● **WHAT NEEDS TO BE DONE**:
Report each line of the entries that contains the word "clicks", copied in full.

● **DATA FOR REVIEW**:
• • •

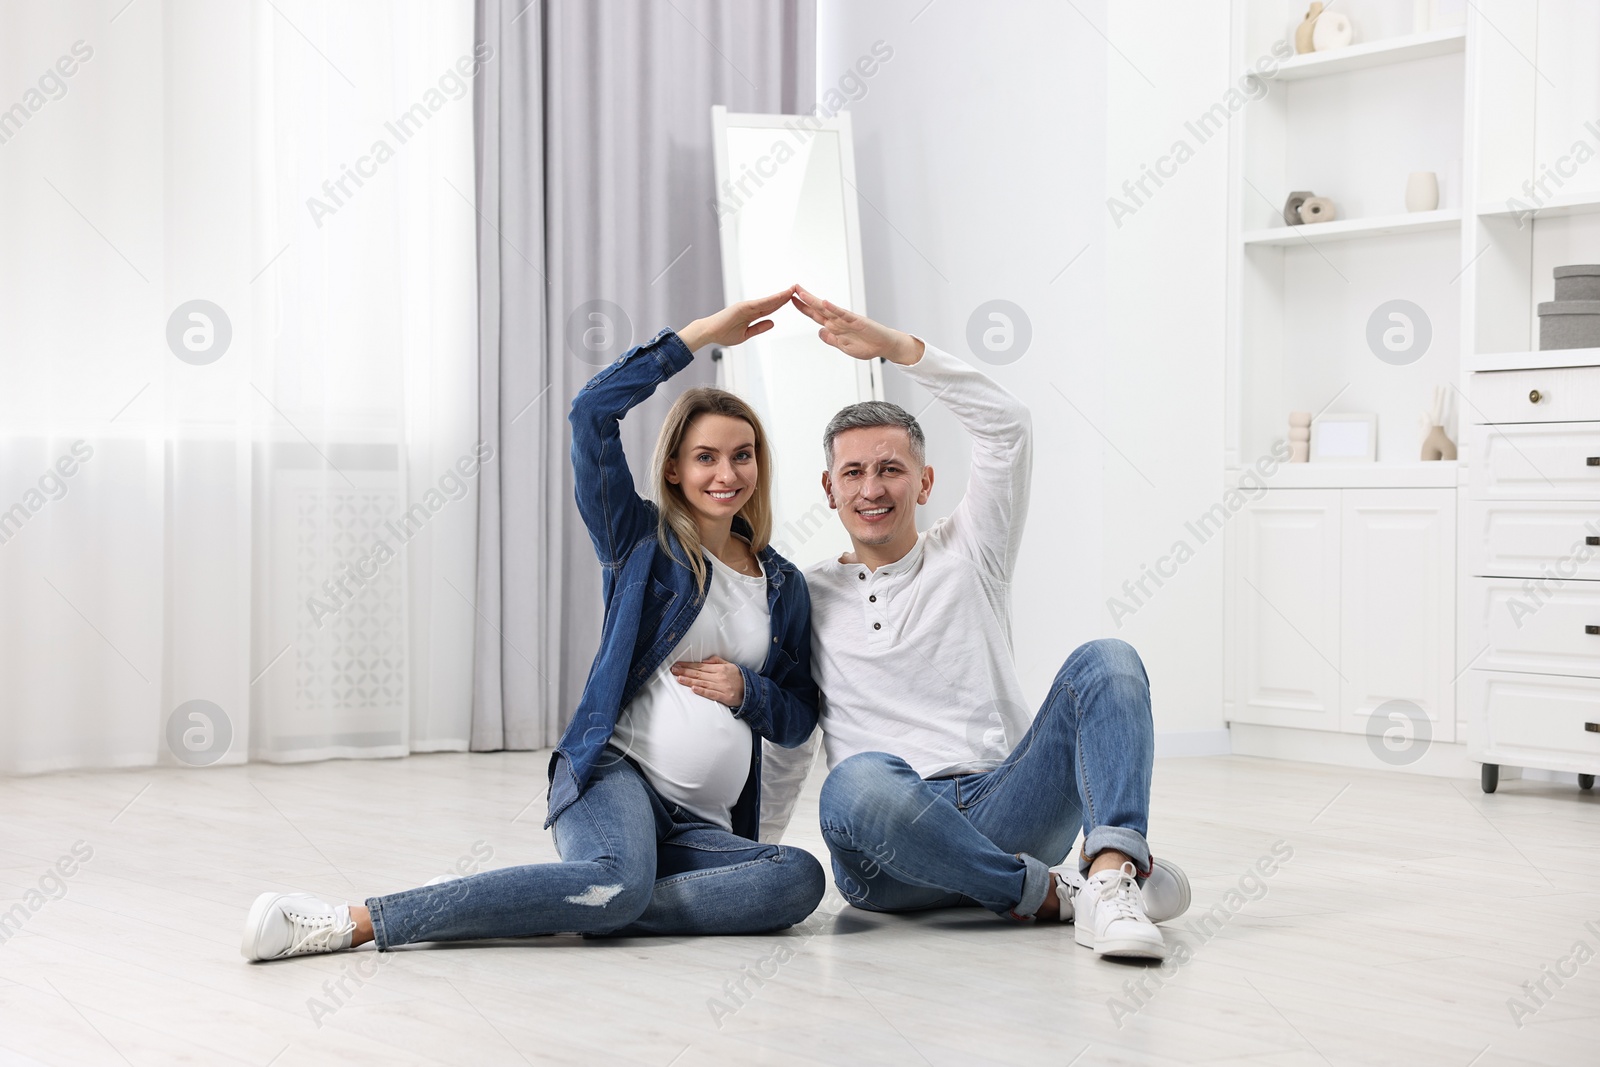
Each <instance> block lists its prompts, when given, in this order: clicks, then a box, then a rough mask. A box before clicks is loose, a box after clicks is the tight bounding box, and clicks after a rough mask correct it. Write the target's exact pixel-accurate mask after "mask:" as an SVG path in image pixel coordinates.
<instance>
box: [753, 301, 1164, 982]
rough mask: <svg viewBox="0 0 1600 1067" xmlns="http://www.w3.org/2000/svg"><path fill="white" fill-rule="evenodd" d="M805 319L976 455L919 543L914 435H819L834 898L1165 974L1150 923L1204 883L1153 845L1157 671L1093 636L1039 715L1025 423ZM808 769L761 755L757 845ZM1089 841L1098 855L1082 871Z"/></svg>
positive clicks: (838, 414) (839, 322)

• • •

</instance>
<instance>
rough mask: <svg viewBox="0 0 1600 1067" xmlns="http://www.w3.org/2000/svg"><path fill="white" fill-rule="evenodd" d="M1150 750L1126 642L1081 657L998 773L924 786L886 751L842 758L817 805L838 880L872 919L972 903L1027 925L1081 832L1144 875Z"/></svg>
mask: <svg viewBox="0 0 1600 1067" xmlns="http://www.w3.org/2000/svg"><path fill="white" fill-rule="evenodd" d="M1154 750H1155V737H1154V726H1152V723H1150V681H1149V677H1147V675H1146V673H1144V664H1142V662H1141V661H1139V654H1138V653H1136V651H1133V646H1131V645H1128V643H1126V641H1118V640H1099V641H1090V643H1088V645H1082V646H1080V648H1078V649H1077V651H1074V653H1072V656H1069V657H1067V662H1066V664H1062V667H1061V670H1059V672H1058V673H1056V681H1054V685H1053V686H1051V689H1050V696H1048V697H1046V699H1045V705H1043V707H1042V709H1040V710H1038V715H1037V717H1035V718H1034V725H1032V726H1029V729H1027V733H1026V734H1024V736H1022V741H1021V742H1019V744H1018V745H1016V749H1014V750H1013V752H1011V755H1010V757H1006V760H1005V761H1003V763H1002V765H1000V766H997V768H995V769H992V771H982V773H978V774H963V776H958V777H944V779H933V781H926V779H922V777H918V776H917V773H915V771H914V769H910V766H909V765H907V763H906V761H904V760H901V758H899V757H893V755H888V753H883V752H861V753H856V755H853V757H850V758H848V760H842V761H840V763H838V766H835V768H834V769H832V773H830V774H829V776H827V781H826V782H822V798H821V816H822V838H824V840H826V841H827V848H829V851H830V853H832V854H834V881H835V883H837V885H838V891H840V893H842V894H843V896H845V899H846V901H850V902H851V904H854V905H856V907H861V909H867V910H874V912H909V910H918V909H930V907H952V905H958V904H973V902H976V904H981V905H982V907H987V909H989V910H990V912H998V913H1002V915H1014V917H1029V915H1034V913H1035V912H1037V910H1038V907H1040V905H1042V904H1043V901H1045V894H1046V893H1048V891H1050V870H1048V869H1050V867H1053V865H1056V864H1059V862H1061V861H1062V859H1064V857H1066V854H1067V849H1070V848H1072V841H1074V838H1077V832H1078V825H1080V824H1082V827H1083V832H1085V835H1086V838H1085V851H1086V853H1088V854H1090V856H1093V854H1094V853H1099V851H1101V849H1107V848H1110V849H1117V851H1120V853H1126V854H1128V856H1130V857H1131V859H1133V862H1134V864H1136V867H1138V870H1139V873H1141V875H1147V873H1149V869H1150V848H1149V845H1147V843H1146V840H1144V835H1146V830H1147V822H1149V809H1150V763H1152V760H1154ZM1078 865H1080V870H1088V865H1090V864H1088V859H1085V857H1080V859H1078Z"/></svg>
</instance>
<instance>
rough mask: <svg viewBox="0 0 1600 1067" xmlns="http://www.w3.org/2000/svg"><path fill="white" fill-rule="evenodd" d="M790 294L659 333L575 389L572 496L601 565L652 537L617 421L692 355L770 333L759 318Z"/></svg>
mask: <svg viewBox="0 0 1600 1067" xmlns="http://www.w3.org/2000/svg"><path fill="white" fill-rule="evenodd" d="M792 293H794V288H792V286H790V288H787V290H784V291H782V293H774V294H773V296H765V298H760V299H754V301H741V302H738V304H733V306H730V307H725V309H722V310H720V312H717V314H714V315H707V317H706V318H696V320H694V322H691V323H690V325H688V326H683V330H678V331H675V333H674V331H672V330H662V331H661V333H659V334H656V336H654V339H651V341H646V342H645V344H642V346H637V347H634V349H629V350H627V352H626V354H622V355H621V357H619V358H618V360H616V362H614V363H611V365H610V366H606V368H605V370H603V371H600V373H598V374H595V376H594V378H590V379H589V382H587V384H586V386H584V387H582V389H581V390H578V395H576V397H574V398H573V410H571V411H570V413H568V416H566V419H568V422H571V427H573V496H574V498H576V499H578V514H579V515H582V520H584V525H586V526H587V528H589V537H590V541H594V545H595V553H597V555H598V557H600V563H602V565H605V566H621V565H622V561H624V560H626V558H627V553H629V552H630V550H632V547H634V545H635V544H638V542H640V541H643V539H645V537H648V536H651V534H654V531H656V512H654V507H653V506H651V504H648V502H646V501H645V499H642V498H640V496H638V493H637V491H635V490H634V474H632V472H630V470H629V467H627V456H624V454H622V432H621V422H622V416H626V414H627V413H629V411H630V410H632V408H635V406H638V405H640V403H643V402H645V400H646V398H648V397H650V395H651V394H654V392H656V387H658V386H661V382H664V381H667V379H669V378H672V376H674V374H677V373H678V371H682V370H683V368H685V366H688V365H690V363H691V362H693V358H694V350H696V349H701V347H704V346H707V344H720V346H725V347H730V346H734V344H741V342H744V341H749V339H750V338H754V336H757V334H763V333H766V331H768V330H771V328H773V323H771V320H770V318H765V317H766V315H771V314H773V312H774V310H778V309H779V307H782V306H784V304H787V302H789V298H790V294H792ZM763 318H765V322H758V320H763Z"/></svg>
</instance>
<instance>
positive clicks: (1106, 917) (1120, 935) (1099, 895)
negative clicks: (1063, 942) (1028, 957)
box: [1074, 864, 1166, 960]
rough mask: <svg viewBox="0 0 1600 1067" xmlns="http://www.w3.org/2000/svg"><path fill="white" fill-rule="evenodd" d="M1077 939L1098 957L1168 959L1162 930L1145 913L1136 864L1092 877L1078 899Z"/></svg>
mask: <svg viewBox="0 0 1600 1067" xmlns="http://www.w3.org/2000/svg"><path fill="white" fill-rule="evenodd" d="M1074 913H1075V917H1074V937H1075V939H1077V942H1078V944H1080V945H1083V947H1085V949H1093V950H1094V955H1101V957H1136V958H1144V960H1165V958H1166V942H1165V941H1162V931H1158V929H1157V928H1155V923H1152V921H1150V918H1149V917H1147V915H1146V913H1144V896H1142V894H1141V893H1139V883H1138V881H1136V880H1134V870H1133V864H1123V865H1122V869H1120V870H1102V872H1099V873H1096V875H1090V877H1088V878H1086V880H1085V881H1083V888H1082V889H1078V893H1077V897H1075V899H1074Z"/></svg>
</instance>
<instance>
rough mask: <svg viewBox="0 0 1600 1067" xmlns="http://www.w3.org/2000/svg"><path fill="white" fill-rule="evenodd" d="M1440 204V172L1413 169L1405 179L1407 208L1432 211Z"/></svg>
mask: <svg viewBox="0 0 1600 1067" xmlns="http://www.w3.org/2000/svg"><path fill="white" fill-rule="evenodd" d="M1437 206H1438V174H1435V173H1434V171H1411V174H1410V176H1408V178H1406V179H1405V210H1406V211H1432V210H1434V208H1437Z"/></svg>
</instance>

• • •

● **ANSWER BELOW**:
Each <instance> block lists its prompts, when given, in this order: clicks, then a box, then a rough mask. A box before clicks is loose, a box after clicks is the tight bounding box, and clicks after a rough mask correct it. Write the target's exact pixel-accurate mask after "mask:" as an SVG path in image pixel coordinates.
positive clicks: (838, 414) (839, 322)
positive clicks: (1106, 917) (1120, 935) (1099, 895)
negative clicks: (1063, 942) (1028, 957)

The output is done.